* **TASK A**
In the mutate() guide, begin at the words "library(palmerpenguins)" and stop after "body_mass_g / 1000)", then give that passage again with "kilograms" swapped for "kg".
* **TASK B**
Count the lines in the rows that contain the string "grey", with case counting, and give only the number.

* **READING TEXT**
****

How to use mutate() in R

dplyr
dplyr mutate()
Learn how to use mutate() in R with practical examples. Step-by-step guide with code you can copy and run immediately.
Published

February 21, 2026

Introduction

The mutate() function from dplyr is used to create new columns or modify existing columns in a data frame. It’s essential for data transformation tasks like calculating new variables, converting data types, or applying functions to existing columns.

Getting Started

library(tidyverse)
library(palmerpenguins)

Example 1: Basic Usage

The Problem

We want to add a new column to the penguins dataset that converts body mass from grams to kilograms. We also need to create a column that combines species and island information.

Step 1: Create a Simple New Column

Let’s start by adding a body mass column in kilograms.

penguins_kg <- penguins |>
  mutate(body_mass_kg = body_mass_g / 1000)

head(penguins_kg)

This creates a new column body_mass_kg by dividing the existing body_mass_g column by 1000.

****

* **GIVEN RECORDS**
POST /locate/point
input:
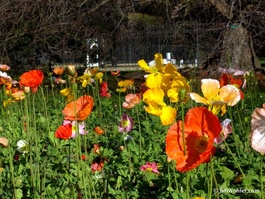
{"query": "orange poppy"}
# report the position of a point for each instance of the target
(58, 70)
(81, 108)
(4, 67)
(99, 130)
(32, 78)
(201, 127)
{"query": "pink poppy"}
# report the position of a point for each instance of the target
(258, 130)
(104, 91)
(131, 100)
(226, 129)
(150, 167)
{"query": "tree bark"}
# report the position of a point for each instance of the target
(237, 50)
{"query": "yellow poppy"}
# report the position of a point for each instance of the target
(179, 90)
(156, 106)
(155, 78)
(215, 97)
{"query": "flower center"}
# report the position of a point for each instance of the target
(125, 123)
(201, 144)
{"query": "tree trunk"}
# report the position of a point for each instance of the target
(238, 50)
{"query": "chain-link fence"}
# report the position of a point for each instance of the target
(182, 43)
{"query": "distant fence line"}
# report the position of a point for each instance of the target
(187, 42)
(184, 42)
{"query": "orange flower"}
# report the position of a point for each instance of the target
(81, 108)
(99, 130)
(201, 127)
(58, 70)
(32, 78)
(4, 67)
(64, 131)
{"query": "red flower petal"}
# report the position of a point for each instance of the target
(200, 128)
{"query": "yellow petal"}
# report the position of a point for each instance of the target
(144, 66)
(159, 61)
(154, 110)
(154, 95)
(197, 98)
(210, 88)
(168, 115)
(154, 80)
(173, 94)
(229, 94)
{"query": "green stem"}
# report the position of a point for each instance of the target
(213, 179)
(261, 176)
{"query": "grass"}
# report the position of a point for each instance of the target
(56, 168)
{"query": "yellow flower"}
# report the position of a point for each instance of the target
(156, 106)
(155, 78)
(215, 97)
(179, 90)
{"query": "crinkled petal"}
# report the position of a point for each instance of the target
(230, 95)
(210, 88)
(197, 98)
(168, 115)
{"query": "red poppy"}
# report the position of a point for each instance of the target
(4, 67)
(32, 78)
(64, 131)
(79, 109)
(226, 79)
(104, 90)
(201, 127)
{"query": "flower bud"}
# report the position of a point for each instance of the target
(71, 70)
(26, 89)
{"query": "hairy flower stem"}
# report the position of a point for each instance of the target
(261, 177)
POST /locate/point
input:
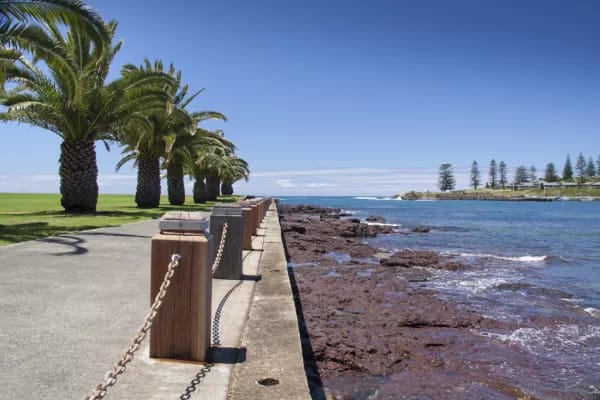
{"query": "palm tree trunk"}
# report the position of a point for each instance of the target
(213, 185)
(226, 189)
(147, 193)
(78, 176)
(175, 183)
(200, 193)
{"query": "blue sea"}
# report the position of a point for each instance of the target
(534, 265)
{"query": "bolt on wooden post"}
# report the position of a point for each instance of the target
(181, 329)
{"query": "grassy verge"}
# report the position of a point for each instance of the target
(32, 216)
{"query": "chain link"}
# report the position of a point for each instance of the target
(219, 255)
(111, 377)
(216, 325)
(196, 381)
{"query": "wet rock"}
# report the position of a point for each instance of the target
(376, 218)
(420, 229)
(420, 258)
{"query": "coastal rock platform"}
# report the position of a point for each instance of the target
(372, 330)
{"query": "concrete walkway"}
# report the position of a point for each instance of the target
(70, 306)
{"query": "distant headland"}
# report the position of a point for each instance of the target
(576, 194)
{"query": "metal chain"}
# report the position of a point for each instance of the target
(196, 381)
(219, 255)
(216, 330)
(111, 377)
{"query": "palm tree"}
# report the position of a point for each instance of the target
(208, 162)
(19, 17)
(70, 98)
(183, 153)
(147, 146)
(20, 22)
(234, 169)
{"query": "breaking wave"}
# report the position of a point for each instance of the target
(378, 198)
(526, 259)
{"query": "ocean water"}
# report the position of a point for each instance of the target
(535, 266)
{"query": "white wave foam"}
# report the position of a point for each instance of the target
(557, 338)
(594, 312)
(377, 198)
(381, 224)
(526, 259)
(468, 283)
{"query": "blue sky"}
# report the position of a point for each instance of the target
(359, 97)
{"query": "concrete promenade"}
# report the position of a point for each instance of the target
(70, 306)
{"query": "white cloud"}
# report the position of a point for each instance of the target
(347, 181)
(287, 183)
(320, 185)
(331, 181)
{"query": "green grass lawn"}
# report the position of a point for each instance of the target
(31, 216)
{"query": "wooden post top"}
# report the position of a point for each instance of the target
(183, 221)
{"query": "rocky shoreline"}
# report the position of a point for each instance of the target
(375, 332)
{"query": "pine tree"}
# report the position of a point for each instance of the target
(503, 174)
(550, 174)
(493, 174)
(568, 170)
(475, 175)
(446, 179)
(590, 170)
(521, 175)
(580, 168)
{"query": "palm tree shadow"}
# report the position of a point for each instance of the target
(113, 234)
(70, 241)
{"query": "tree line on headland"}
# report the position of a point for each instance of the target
(584, 171)
(54, 60)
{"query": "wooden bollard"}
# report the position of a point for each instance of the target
(247, 232)
(181, 329)
(255, 219)
(231, 259)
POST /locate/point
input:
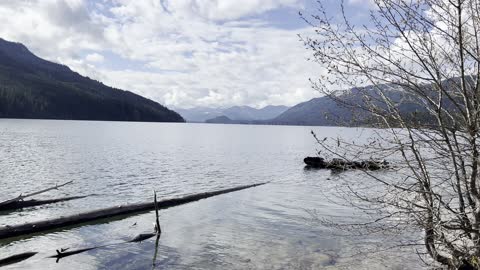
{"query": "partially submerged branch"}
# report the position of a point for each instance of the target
(77, 219)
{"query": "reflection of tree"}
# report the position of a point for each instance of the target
(421, 59)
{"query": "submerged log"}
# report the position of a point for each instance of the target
(73, 220)
(16, 205)
(16, 258)
(21, 197)
(341, 164)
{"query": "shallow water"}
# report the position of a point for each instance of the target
(267, 227)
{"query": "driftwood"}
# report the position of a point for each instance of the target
(16, 258)
(21, 197)
(22, 204)
(62, 253)
(74, 220)
(340, 164)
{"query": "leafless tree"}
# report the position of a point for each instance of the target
(421, 61)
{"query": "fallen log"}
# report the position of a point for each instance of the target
(77, 219)
(342, 165)
(16, 205)
(21, 197)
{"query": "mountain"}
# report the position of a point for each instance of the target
(31, 87)
(249, 113)
(236, 113)
(199, 114)
(220, 120)
(326, 111)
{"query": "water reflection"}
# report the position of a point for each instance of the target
(268, 227)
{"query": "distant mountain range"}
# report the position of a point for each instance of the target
(325, 111)
(236, 114)
(31, 87)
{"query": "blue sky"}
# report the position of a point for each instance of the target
(181, 53)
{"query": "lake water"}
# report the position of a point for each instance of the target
(267, 227)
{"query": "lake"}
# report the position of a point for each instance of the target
(274, 226)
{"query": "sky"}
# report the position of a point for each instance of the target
(180, 53)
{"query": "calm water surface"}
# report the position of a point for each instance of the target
(268, 227)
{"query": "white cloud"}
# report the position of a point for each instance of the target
(95, 57)
(192, 52)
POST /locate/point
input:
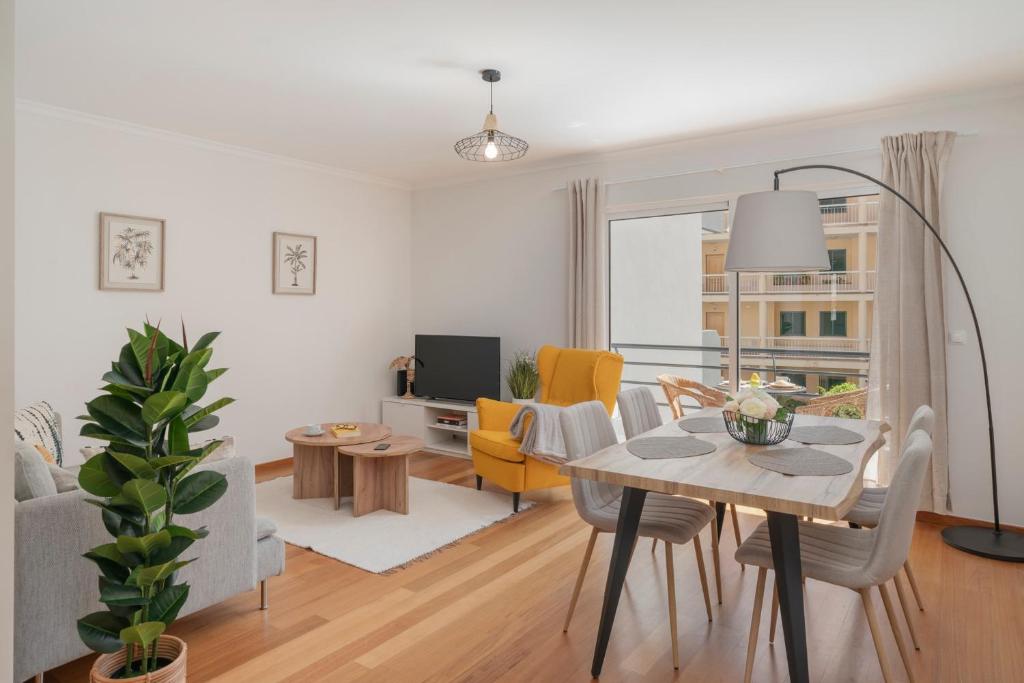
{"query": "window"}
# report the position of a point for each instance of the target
(793, 324)
(832, 324)
(837, 259)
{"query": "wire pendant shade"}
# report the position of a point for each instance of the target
(491, 144)
(508, 146)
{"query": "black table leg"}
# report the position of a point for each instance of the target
(784, 532)
(626, 534)
(719, 516)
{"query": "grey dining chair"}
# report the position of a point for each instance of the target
(865, 513)
(856, 558)
(587, 429)
(639, 412)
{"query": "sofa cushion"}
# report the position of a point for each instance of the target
(264, 527)
(65, 479)
(497, 443)
(32, 477)
(39, 424)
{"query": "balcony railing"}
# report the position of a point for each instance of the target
(802, 343)
(794, 283)
(854, 213)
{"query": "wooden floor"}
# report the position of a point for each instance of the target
(491, 608)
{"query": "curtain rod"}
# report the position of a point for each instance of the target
(719, 169)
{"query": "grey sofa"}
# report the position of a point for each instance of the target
(54, 585)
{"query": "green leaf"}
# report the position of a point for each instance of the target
(192, 376)
(138, 467)
(199, 492)
(170, 461)
(122, 596)
(166, 604)
(146, 496)
(177, 436)
(111, 561)
(144, 545)
(146, 577)
(195, 417)
(140, 351)
(211, 375)
(101, 632)
(162, 406)
(128, 366)
(92, 477)
(144, 634)
(119, 417)
(205, 341)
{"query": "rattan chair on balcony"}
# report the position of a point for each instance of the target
(676, 387)
(826, 406)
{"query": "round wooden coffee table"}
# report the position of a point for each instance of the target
(317, 472)
(380, 478)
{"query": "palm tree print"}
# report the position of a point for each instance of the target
(295, 257)
(134, 250)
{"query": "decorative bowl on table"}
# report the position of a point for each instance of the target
(757, 431)
(755, 418)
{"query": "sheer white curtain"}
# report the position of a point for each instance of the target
(588, 264)
(908, 355)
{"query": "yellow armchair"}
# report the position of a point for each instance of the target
(568, 376)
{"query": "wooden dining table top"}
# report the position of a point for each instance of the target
(727, 476)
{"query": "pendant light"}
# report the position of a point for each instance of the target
(491, 144)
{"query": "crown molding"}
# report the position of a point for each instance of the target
(680, 144)
(64, 114)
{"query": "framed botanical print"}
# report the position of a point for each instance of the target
(294, 263)
(131, 253)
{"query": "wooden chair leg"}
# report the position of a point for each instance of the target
(752, 641)
(704, 574)
(906, 610)
(872, 624)
(580, 577)
(913, 585)
(671, 577)
(897, 632)
(717, 559)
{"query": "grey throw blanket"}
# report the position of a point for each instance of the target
(543, 437)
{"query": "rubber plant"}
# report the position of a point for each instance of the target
(143, 478)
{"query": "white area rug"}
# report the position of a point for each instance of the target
(438, 514)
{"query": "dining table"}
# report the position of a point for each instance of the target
(727, 475)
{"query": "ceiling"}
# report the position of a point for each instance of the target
(386, 87)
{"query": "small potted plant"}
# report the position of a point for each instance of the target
(142, 480)
(522, 378)
(754, 417)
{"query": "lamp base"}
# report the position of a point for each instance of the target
(1005, 546)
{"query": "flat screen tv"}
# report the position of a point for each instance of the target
(458, 368)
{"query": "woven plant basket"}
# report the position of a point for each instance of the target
(168, 647)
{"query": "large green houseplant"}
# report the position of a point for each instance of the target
(143, 477)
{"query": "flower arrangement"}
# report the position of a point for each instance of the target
(755, 417)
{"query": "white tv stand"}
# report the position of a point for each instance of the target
(418, 417)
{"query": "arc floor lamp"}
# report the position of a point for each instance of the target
(780, 230)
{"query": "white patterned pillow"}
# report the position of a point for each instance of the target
(38, 423)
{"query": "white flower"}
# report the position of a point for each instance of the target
(754, 408)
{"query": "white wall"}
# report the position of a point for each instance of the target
(6, 333)
(293, 359)
(500, 247)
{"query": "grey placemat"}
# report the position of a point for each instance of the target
(704, 425)
(659, 447)
(801, 462)
(825, 435)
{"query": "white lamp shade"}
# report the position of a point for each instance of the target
(778, 231)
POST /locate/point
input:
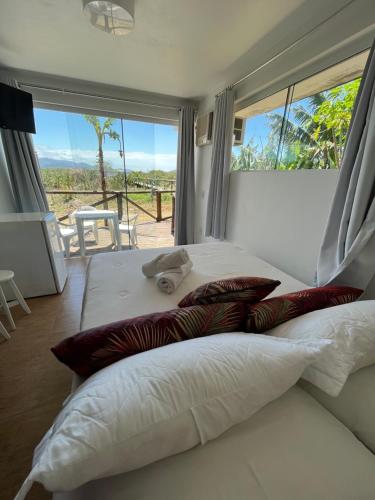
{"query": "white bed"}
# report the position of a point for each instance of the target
(292, 449)
(116, 288)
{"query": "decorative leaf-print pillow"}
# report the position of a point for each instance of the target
(242, 289)
(272, 312)
(91, 350)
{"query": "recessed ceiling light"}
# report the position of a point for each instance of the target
(115, 17)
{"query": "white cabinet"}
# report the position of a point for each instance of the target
(30, 245)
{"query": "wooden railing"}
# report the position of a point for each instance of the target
(120, 196)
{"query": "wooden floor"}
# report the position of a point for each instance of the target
(33, 382)
(150, 235)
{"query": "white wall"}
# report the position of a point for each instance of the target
(280, 216)
(7, 203)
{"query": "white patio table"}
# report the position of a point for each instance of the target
(110, 215)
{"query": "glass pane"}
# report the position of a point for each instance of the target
(151, 158)
(316, 128)
(262, 134)
(83, 160)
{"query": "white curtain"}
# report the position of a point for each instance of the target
(185, 184)
(348, 251)
(23, 167)
(220, 165)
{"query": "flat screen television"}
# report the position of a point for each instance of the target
(16, 109)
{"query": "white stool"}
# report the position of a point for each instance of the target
(7, 277)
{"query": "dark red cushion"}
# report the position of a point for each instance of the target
(242, 289)
(272, 312)
(91, 350)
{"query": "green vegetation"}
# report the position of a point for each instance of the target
(69, 179)
(103, 128)
(314, 134)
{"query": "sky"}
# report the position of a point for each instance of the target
(68, 136)
(257, 128)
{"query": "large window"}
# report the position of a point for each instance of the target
(304, 126)
(79, 154)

****

* **EXPECTED OUTPUT A**
library(palmerpenguins)

Example 1: Basic Usage

The Problem

We want to add a new column to the penguins dataset that converts body mass from grams to kg. We also need to create a column that combines species and island information.

Step 1: Create a Simple New Column

Let’s start by adding a body mass column in kg.

penguins_kg <- penguins |>
  mutate(body_mass_kg = body_mass_g / 1000)

* **EXPECTED OUTPUT B**
4